- **DIRECTION A**
Duplicate the film review below word for word from "The directors are" to "promised her to.".

- **TEXT SHOWN**
**********

The directors are also on their first feature but they are very adept at bringing together a naturalistic atmosphere, well reaised sense of place, cool soundtrack and both comedy and drama in a way that both make the film feel light and fresh but also emotionally touching.  They allow the actors to shine and give us characters well worth spending the day with.  Definitely one of my highlights of EIFF.

Before Snowfall - the further away from home...

Before Snowfall is not always an easy watch. It follows a teenager, Siyar, as he travels from Iraqi Kurdistan through Turkey and onwards as he chases his sister.  However, this is not to save her. He believes he must kill her after she flees with the man she loves on the day she is to enter into a marriage that he has promised her to.

**********

- **RECORDS**
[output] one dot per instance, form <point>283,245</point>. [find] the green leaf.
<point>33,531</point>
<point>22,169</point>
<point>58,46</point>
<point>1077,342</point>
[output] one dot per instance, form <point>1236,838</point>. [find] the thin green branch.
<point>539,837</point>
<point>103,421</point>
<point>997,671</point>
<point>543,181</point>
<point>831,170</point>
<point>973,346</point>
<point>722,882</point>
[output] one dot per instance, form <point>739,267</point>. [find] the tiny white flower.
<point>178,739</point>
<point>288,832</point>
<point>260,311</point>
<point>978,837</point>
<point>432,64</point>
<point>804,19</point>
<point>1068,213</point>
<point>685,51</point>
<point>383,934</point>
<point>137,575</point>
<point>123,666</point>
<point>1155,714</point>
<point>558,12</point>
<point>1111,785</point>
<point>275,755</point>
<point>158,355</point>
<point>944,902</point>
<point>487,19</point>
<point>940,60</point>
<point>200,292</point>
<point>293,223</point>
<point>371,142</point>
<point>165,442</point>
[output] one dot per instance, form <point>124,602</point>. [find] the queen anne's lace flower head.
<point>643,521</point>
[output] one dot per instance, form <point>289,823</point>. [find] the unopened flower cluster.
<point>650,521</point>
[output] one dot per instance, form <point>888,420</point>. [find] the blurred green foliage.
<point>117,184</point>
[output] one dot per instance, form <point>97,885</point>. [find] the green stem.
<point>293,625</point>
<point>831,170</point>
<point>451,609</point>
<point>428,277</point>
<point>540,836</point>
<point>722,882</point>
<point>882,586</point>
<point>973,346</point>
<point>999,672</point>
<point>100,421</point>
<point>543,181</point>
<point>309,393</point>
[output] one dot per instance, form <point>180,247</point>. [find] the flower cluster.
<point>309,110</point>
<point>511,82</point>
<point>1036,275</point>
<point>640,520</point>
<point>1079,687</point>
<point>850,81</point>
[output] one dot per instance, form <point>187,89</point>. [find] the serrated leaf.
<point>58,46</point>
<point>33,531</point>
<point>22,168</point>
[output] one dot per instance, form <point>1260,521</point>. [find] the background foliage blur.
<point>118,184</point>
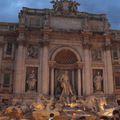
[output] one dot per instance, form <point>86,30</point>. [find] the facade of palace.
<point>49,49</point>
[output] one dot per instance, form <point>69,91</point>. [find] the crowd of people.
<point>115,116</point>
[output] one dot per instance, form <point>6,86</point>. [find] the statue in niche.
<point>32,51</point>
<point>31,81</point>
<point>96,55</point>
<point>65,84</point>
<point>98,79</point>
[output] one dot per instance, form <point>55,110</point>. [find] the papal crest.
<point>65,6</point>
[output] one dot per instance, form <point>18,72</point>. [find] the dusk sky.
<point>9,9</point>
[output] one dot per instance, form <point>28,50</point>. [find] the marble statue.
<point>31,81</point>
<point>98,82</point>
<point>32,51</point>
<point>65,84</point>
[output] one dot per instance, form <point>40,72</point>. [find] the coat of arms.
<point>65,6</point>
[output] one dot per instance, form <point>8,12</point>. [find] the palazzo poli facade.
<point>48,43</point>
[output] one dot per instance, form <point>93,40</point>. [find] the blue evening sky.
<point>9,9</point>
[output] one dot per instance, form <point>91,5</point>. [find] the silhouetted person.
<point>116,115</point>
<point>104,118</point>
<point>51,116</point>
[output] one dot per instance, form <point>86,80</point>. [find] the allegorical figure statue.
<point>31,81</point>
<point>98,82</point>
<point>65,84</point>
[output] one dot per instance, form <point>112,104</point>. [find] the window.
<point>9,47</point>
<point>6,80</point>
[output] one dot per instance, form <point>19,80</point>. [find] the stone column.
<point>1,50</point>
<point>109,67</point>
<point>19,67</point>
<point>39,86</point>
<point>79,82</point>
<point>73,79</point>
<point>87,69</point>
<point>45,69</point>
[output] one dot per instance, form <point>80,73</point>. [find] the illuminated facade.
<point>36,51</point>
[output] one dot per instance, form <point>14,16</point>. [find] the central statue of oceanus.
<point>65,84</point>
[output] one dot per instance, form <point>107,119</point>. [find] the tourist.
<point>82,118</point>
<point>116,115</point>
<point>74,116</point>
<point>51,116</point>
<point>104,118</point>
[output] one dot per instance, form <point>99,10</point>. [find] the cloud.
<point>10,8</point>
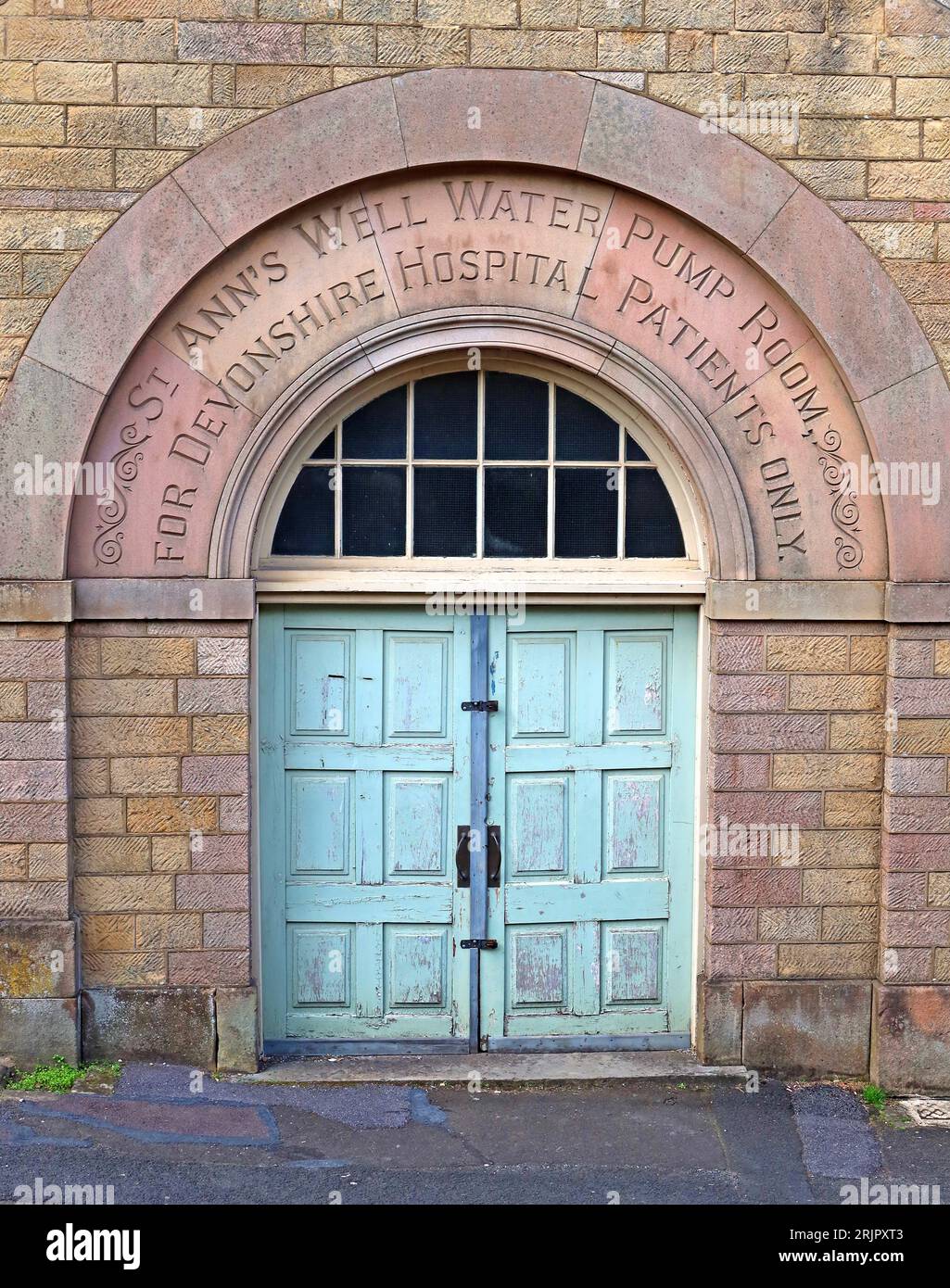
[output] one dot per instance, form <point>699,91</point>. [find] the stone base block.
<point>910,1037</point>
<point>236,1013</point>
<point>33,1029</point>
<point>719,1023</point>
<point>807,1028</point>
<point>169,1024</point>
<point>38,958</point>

**********

- **DIRECTION B**
From the records above, pull out every line containing the word "foliage". The match must be case-sensitive.

- **TASK OUTPUT A**
The directors are also on their first feature but they are very adept at bringing together a naturalistic atmosphere, well reaised sense of place, cool soundtrack and both comedy and drama in a way that both make the film feel light and fresh but also emotionally touching.  They allow the actors to shine and give us characters well worth spending the day with.  Definitely one of my highlights of EIFF.

Before Snowfall - the further away from home...

Before Snowfall is not always an easy watch. It follows a teenager, Siyar, as he travels from Iraqi Kurdistan through Turkey and onwards as he chases his sister.  However, this is not to save her. He believes he must kill her after she flees with the man she loves on the day she is to enter into a marriage that he has promised her to.

- **TASK OUTPUT B**
[output] one dot per instance, form <point>888,420</point>. [find] the blurred green foliage.
[output] one dot per instance, form <point>1260,521</point>. [find] the background foliage blur.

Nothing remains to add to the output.